What you should do - Nothing but the lines holding the string "suit" should appear in the answer. Copy them from the entries.

Exercise data -
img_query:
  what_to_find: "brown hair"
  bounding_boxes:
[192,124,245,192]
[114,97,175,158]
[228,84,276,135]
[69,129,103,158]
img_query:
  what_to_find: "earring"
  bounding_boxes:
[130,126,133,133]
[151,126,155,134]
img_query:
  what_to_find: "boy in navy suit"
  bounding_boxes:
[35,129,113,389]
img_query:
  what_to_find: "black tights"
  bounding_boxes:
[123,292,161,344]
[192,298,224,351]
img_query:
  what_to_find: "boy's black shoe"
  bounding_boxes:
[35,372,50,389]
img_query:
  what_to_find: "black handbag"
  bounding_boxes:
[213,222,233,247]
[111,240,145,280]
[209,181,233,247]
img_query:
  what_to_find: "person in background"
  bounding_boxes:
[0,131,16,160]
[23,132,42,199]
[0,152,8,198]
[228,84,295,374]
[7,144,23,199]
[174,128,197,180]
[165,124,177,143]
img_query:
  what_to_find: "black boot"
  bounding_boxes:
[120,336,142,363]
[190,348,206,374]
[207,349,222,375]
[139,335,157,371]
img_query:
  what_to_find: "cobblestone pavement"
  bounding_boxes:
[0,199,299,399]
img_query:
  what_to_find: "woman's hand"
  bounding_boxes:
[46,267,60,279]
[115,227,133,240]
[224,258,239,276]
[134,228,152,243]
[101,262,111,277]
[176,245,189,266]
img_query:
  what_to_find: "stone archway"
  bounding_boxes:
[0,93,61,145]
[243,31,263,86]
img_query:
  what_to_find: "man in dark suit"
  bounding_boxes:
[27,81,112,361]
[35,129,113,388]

Task response -
  what_to_find: "boy in navy suit"
  what_to_find: "man in dark suit"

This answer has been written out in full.